How many lines in the listing below contain the word "dark"? Reply with the number alone.

##############################

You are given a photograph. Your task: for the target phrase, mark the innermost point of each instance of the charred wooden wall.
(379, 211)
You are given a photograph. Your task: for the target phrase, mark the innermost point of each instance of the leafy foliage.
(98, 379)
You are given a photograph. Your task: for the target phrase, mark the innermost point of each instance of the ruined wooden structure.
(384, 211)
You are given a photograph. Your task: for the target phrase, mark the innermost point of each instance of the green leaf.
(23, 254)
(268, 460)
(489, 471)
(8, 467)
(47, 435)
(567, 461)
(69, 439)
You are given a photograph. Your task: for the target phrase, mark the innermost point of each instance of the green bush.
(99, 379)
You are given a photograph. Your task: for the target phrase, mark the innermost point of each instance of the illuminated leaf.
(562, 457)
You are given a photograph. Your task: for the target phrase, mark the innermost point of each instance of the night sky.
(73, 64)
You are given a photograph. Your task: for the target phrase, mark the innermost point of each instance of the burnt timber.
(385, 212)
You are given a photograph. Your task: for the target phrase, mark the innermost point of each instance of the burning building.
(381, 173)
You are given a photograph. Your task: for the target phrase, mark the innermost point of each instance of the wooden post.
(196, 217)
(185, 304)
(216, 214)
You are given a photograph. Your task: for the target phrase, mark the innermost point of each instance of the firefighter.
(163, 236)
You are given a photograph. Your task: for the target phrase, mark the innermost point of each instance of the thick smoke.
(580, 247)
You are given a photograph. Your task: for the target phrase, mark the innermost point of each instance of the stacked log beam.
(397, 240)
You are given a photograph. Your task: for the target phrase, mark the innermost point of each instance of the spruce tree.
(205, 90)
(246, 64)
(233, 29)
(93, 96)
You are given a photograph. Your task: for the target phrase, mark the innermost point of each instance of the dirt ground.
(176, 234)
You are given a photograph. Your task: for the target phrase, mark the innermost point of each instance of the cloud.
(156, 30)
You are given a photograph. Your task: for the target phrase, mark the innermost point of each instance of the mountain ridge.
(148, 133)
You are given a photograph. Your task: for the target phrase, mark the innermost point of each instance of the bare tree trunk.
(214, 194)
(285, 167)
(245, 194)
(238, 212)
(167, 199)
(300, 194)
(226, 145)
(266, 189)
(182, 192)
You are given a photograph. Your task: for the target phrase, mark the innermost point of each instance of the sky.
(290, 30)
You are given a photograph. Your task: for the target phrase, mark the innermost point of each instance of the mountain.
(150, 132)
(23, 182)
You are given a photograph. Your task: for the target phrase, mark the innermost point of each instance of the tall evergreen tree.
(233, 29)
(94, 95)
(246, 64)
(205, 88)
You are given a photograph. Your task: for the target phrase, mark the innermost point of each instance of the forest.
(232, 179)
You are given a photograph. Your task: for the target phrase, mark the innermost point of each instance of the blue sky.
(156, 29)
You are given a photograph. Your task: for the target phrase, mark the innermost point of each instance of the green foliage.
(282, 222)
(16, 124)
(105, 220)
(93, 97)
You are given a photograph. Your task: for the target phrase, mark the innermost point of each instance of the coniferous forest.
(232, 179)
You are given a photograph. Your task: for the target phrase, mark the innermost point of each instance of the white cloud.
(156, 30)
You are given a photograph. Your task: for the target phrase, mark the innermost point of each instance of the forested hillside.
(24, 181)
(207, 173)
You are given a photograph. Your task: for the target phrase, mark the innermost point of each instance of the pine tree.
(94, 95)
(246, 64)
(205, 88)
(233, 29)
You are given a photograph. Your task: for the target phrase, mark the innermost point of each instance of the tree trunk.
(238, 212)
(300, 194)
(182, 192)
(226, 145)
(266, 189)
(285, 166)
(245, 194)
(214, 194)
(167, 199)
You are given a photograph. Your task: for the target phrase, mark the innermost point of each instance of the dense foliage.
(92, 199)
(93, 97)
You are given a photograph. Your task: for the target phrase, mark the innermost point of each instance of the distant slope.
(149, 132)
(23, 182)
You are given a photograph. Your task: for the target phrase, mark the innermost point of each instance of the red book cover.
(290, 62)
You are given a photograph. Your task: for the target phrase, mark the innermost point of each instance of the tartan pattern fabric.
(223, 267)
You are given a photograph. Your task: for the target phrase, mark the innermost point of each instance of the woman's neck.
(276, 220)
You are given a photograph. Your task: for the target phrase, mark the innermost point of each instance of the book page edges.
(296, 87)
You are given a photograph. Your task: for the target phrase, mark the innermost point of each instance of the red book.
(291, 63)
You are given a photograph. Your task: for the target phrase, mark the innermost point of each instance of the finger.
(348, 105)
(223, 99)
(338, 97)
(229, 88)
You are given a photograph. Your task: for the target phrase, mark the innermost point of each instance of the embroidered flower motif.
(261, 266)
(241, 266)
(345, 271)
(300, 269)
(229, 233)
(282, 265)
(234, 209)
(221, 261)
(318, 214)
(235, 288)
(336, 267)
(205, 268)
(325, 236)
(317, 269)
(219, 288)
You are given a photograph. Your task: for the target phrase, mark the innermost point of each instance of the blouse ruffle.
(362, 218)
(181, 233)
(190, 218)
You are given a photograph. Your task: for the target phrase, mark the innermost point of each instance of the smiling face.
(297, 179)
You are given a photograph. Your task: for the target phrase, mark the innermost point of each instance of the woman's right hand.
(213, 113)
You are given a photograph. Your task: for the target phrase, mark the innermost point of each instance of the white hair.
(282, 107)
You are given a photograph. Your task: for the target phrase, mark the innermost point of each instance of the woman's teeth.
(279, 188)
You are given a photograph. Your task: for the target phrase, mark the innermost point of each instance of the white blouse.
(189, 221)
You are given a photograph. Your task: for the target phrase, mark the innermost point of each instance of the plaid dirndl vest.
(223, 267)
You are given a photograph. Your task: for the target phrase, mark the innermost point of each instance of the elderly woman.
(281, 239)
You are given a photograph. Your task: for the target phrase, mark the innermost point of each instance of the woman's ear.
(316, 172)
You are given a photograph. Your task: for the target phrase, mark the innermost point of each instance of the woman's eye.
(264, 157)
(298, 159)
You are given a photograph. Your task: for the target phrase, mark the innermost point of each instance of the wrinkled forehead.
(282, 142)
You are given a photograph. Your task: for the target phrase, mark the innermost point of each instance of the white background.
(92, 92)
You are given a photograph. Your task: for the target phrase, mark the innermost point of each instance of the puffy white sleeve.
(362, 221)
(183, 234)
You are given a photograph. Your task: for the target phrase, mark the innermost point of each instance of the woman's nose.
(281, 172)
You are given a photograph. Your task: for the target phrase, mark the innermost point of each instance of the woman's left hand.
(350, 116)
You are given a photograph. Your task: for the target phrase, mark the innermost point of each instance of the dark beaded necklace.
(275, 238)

##############################

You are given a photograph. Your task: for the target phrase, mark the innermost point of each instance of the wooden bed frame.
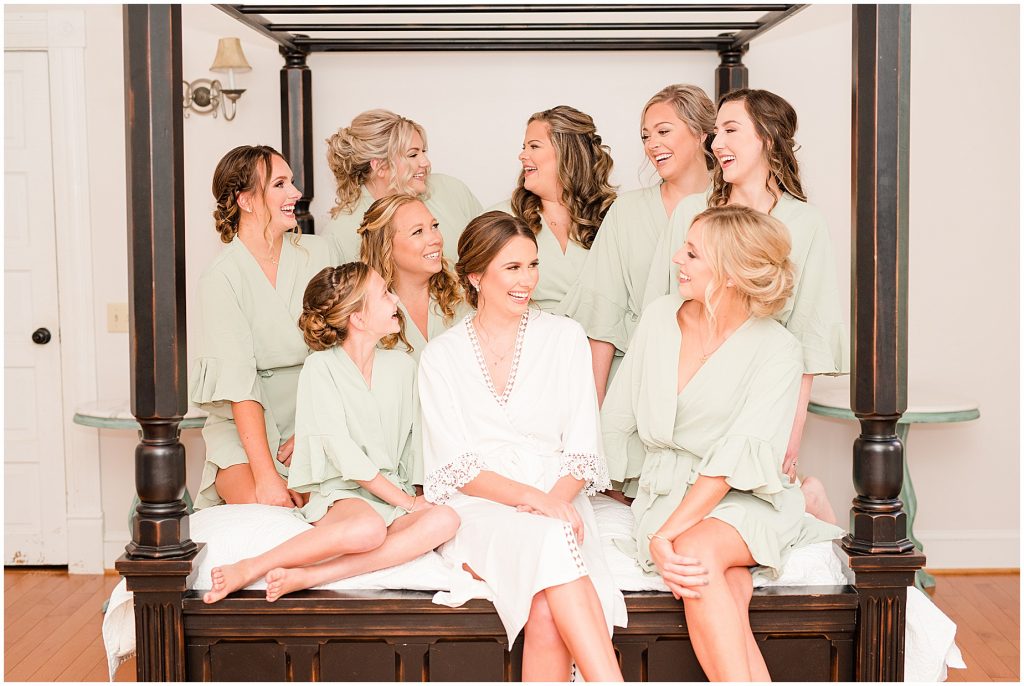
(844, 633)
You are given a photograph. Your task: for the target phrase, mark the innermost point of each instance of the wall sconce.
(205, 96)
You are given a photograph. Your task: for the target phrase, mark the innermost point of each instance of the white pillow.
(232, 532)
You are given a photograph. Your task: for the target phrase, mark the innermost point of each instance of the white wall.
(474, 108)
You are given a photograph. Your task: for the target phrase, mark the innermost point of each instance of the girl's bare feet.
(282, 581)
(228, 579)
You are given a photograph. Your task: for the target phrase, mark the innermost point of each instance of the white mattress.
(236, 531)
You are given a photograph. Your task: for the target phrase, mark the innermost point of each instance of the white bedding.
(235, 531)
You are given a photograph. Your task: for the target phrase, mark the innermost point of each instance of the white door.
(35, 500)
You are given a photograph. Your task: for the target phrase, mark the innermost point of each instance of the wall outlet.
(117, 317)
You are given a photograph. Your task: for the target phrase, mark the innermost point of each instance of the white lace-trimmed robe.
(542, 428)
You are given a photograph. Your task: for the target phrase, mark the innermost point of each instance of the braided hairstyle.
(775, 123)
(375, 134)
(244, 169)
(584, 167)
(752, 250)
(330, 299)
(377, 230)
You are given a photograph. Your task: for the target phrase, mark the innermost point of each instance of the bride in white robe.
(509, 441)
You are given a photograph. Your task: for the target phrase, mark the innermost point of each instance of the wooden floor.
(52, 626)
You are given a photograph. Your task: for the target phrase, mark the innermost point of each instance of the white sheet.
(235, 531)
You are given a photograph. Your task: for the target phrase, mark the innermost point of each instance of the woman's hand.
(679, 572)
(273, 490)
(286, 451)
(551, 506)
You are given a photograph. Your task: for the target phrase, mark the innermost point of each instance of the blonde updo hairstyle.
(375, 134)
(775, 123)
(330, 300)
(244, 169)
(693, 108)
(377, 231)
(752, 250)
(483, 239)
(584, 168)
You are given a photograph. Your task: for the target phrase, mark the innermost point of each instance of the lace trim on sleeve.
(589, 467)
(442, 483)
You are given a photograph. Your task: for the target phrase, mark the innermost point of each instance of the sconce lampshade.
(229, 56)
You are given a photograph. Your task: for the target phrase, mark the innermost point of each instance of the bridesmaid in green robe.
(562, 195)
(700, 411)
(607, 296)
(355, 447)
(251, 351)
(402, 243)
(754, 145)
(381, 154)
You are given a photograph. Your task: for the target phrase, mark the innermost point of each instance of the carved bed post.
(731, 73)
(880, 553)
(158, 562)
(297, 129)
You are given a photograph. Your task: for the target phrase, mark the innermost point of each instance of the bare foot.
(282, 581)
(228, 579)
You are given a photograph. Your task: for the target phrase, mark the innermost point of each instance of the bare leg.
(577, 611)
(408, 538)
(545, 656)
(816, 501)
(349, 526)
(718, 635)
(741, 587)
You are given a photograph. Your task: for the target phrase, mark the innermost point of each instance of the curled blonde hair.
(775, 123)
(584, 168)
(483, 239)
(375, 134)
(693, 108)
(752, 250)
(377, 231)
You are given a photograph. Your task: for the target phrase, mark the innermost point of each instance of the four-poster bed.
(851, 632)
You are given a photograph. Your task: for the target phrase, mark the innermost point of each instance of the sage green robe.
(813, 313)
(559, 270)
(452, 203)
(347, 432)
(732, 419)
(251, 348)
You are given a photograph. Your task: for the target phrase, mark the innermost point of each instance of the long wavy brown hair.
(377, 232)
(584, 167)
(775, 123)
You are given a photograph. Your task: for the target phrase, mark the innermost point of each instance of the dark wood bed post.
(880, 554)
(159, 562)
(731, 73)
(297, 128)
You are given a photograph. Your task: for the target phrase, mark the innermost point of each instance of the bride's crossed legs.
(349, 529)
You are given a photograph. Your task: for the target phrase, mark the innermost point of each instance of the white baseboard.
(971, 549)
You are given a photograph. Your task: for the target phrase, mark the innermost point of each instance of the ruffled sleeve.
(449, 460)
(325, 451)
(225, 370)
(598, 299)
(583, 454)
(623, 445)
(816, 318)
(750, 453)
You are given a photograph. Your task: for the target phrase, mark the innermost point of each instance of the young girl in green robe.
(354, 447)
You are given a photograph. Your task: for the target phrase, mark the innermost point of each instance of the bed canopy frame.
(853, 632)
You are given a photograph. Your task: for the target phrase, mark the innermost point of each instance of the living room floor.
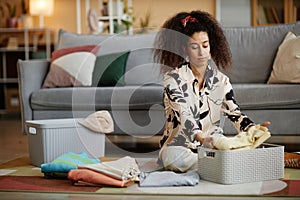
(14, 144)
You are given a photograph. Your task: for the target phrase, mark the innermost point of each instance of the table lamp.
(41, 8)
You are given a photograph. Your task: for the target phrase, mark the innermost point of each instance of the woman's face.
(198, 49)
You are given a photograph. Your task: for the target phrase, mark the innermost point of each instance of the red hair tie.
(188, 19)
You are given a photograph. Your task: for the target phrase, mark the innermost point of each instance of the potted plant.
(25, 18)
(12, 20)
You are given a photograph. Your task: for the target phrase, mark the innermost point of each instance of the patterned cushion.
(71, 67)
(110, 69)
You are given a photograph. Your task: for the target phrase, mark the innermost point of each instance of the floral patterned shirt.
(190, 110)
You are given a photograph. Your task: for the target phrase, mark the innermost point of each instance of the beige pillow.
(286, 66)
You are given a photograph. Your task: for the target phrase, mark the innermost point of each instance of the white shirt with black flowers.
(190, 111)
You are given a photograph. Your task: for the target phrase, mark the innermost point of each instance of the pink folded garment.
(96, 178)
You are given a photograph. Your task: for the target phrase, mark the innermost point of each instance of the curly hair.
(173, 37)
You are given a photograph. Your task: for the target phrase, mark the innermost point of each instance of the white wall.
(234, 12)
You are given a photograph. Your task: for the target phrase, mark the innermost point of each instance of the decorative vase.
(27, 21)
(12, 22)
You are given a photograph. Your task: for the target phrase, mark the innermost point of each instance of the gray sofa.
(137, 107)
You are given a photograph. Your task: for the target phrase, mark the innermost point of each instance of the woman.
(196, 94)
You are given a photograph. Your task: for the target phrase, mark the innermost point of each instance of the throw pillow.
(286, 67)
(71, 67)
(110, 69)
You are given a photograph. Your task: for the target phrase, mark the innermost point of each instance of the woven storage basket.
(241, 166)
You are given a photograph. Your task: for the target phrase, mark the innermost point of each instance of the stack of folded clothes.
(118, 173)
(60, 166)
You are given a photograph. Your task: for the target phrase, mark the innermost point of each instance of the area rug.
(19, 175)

##############################

▶ [WRITTEN ANSWER]
2